__Requirements__
A: Return the section of the constitutional notes from "- The Australian" to "underwritten by law.", word for word.
B: Write the next part of the constitutional notes, picking up right after their final point.
** Start Excerpt to read **
The Statute of Westminster 1931:
- Section 8 restates the inability “to confer any power to repeal or alter the Constitution or the Constitution Act of the Commonwealth of Australia …. otherwise than in accordance with the law before the commencement of this Act”
- Section 9 restates the inability “to authorize the Parliament of the Commonwealth of Australia” the lawmaking powers of the States that are not within the powers of the Commonwealth Parliament or its government.
- There was no attempt by the government or the Parliament to put into place the necessary constitutional changes to overcome the barriers in adopting the Statute of Westminster 1931.
- The Coronation Oath, administered to the Queen on June 2 1953, is a precondition to any function that the Queen may engage in the exercise of Her duty.
- Elizabeth II solemnly promised and swore “to govern the Peoples of Australia according to their respective laws and customs”
- The laws for the people of Australia include, et al, the Commonwealth of Australia Constitution Act and the allegiance to the Crown as therein reflected.
- It is not apparent that there is licence to relieve this obligation from the Queen; as administered under oath.
- It is not apparent that an office of the Queen other than the Queen of United Kingdom as present at Coronation had taken the oath as lawfully recognised to receive the authority, so administered, and take upon the execution of obligation and duty, so promised.
- The Australian Style Manual for authors editors and printers, revised by Snooks & Co sixth edition, at page 169 provides that “Upper-case numerals are always used for the titles of monarchs and popes” and illustrates the Monarch’s name as; Elizabeth II
The Royal Titles Act 1953 (UK):
- The Royal Titles Act 1953 (UK) relies on ‘the divisibility of the Crown’ a doctrine which is not underwritten by law.
- The House of Lords has not addressed the doctrine for ‘the divisibility of the Crown’ to the law.
- The principle of an ‘indivisible Crown’ operating at the time of federation reflects the liability and responsibility of the Crown its actions for which principles are essential as held by the law of contract.
** End Excerpt to read **
** Start Data entries **
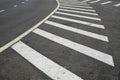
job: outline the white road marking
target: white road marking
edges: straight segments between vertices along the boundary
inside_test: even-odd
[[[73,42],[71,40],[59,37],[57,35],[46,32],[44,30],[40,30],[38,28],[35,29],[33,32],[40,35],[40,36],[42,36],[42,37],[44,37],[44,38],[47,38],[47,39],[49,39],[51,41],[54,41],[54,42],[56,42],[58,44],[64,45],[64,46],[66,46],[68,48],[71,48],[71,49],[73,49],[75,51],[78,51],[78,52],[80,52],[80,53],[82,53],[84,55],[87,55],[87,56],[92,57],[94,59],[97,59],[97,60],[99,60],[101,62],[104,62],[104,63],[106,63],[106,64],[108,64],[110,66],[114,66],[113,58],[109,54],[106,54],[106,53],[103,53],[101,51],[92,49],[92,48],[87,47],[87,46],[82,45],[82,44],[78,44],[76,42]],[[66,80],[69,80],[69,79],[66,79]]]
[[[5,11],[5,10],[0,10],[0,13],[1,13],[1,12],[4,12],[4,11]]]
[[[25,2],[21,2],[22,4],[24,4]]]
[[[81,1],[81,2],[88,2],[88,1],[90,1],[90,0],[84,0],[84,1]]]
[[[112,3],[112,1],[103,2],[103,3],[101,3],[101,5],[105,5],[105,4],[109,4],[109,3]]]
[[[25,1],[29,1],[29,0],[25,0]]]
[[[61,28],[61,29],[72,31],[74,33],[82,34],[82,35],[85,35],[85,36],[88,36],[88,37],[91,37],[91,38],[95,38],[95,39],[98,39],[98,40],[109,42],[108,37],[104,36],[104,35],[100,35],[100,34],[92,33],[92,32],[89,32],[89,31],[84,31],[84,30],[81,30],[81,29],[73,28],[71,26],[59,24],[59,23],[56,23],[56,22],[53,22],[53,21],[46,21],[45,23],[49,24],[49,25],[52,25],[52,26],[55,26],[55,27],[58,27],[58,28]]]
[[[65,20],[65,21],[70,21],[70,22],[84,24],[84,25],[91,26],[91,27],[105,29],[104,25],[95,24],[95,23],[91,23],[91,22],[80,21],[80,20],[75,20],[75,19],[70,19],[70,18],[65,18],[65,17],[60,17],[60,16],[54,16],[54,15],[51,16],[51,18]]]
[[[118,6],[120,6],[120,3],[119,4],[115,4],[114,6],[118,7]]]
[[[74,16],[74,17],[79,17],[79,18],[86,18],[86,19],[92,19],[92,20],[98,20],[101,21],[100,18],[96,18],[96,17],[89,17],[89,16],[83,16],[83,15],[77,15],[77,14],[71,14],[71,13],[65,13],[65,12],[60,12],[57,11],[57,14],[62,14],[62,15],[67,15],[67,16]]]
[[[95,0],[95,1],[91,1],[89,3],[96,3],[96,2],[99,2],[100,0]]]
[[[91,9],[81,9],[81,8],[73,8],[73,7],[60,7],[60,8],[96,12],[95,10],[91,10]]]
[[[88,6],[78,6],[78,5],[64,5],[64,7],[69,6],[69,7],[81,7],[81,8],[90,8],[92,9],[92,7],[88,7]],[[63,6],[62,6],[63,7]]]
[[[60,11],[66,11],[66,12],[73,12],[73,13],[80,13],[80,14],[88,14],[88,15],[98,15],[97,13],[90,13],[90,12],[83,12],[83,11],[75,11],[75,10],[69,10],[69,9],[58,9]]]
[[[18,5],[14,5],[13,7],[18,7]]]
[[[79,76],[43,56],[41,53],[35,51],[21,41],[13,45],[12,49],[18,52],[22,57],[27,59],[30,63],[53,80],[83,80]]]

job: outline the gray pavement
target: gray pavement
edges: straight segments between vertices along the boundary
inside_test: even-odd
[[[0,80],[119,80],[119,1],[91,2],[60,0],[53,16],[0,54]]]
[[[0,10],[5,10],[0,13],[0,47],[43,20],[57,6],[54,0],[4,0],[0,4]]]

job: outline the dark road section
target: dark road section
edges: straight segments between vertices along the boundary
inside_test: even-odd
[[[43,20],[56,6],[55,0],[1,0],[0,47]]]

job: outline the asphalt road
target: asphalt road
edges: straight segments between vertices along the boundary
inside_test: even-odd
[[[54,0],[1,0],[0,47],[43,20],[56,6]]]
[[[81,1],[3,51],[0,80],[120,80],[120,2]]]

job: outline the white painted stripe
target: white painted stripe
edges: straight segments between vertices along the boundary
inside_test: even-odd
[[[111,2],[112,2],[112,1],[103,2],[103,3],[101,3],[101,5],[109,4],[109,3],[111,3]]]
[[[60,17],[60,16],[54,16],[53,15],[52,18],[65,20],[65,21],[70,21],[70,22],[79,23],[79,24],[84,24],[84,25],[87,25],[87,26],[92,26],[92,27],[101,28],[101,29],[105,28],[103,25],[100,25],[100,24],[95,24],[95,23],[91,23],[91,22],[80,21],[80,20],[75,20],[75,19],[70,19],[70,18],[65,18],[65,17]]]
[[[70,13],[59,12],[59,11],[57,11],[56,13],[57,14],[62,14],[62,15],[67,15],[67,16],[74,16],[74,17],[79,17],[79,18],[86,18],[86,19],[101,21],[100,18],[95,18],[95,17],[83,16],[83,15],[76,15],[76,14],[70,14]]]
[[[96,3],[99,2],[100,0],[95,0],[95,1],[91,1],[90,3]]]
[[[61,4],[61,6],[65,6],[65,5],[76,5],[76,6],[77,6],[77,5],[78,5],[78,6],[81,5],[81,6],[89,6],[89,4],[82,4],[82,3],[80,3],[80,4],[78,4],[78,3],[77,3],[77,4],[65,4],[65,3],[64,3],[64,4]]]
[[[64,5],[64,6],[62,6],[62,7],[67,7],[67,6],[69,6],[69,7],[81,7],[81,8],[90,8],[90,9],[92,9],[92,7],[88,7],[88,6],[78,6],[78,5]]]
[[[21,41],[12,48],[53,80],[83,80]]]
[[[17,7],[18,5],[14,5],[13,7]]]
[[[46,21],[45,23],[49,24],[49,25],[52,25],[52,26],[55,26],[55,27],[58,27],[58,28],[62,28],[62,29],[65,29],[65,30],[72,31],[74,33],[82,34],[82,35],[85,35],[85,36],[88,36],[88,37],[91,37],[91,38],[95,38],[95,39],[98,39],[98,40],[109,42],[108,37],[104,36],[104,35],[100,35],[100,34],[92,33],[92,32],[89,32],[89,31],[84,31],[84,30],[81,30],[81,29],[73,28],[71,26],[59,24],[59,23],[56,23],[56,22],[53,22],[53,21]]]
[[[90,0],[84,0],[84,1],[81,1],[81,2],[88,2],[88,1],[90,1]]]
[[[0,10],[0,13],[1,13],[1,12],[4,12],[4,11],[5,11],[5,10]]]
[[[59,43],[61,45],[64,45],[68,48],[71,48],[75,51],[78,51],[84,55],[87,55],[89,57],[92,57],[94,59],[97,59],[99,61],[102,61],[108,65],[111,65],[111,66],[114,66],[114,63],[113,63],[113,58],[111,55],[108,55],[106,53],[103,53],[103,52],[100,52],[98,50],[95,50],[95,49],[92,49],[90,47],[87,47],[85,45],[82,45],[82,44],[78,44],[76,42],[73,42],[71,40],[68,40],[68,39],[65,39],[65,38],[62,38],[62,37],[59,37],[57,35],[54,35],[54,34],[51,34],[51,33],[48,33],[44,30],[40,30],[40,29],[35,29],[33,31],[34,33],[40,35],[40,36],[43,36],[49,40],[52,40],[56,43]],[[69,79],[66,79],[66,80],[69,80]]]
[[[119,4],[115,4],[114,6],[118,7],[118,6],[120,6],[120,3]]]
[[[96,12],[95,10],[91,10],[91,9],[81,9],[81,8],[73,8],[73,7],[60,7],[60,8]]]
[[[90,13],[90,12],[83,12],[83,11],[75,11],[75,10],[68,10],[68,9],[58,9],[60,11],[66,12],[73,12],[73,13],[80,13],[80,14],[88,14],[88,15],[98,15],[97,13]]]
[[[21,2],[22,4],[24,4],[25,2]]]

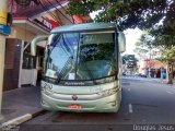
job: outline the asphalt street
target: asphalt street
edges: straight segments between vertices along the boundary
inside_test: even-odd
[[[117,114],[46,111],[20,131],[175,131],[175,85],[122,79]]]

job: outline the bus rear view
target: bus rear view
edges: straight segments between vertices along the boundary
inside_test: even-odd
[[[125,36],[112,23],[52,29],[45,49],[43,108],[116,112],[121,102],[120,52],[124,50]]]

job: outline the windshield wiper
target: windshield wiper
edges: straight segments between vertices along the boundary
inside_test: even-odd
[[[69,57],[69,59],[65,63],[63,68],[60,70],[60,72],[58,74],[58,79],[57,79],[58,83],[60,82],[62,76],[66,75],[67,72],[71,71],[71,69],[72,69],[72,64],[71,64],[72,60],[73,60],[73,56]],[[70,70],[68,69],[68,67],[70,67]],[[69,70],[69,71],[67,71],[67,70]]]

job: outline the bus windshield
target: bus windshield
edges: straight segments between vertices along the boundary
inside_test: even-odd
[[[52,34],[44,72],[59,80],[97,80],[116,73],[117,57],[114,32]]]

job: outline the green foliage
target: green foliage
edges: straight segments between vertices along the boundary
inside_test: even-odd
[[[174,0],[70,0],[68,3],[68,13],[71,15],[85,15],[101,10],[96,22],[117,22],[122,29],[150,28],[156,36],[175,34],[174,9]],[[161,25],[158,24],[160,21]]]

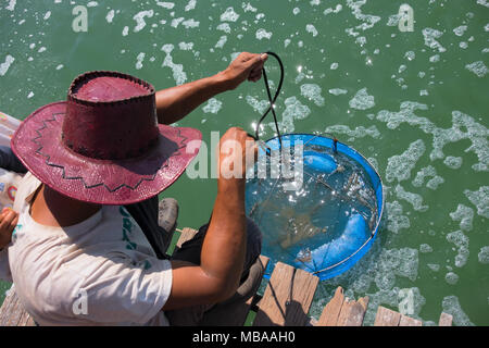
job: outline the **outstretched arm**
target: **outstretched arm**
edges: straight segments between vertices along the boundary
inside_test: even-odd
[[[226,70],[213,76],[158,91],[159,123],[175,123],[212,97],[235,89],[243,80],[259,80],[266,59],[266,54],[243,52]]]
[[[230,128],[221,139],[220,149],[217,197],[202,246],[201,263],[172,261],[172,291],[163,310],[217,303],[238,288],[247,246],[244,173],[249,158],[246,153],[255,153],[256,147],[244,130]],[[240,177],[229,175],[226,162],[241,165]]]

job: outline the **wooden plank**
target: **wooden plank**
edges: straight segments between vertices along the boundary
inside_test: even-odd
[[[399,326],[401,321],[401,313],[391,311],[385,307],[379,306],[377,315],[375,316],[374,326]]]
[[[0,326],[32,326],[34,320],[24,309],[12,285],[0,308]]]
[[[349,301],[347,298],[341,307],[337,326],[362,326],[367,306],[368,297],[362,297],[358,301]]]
** End Data entries **
__Expected responses__
A:
- The Australian Style Manual for authors editors and printers, revised by Snooks & Co sixth edition, at page 169 provides that “Upper-case numerals are always used for the titles of monarchs and popes” and illustrates the Monarch’s name as; Elizabeth II
The Royal Titles Act 1953 (UK):
- The Royal Titles Act 1953 (UK) relies on ‘the divisibility of the Crown’ a doctrine which is not underwritten by law.

B:
- The identity of the Sovereign is provided for by the second clause of the foundation Act for the Commonwealth of Australia as exclusively “in the sovereignty of the United Kingdom”.
- The Royal Titles Act 1953 (UK) provides licence for the Queen to adopt titles for exercise of functions in lieu of Her Title and according to the constitutional circumstances of the member dominions of the Commonwealth of Nations.
- The Royal Titles Act 1953 (UK), by the act of adoption in requiring the Queen to act “in lieu of the style and titles at present appertaining to the Crown”, is a denial of Her Majesty’s exercise of powers in Right of the United Kingdom.
- The application of the term, ‘appertain’ to the ‘style and titles’ signifies that the style and titles are to belong, or be connected as a rightful part, to the Crown.
- There is no rationale for the practice under the licence of a UK law that provides the Queen to adopt any title to be exercised without the oversight of the Government or Parliament of the United Kingdom.
- There is no rationale for the terms ‘adopt’ and ‘in lieu of’ to co-exist in performance unless the corporate office of the “style and titles at present appertaining to the Crown” acted in principle of mother/child relationship or one of initial and resultant trusts.
The Royal Powers Act 1953:
- The Royal Powers Act 1953 is an act to cloak the Queen’s alternate title with powers to operate in lieu of the Queen’s coronation powers and duties.
- The Royal Powers Act 1953 is the recognition by the Commonwealth Government that the office of the Queen, by alternate title, is separate and distinct to that of the Queen’s “style and titles at present appertaining to the Crown”.
- There is no power within the Constitution for the Commonwealth Parliament to make laws for the Sovereign.
The Royal Style and Titles Act 1953:
- The Commonwealth Parliament, by passage of the Royal Style and Titles Act 1953, attempted to establish an alternate title to the Queen’s “style and titles at present appertaining to the Crown” for use in the Commonwealth of Australia.
- The Federal Court of Appeal held in Piccinin v Deputy Commissioner of Taxation  FCAFC 282 that the Queen of United Kingdom is separate and diverse from the Queen of Australia.
- An adoption of an alternate title to that of Her Majesty, acting with the advice of Her ministers of the United Kingdom, is a violation of the constitutional law both of the Commonwealth and that of the States a contempt of right in the Commonwealth of Australia.
- The name of the title enacted is expressed as ‘Elizabeth the Second’ without uppercase Roman numerals as is evident in the Queen’s royal title at Coronation and as required by the Australian Style Manual.
The Royal Style and Titles Act 1973:
- The Royal Style and Titles Act 1973 is expressed as an amendment to the Royal Style and Titles Act 1953 carrying the expression of the previous Act as ‘Elizabeth the Second’.
- The Department of the Prime Minister and Cabinet, from 2004 until the present, has confirmed the lack of a power that the Parliament must have in order to make laws concerning the Sovereign, by consistent results of the information finding.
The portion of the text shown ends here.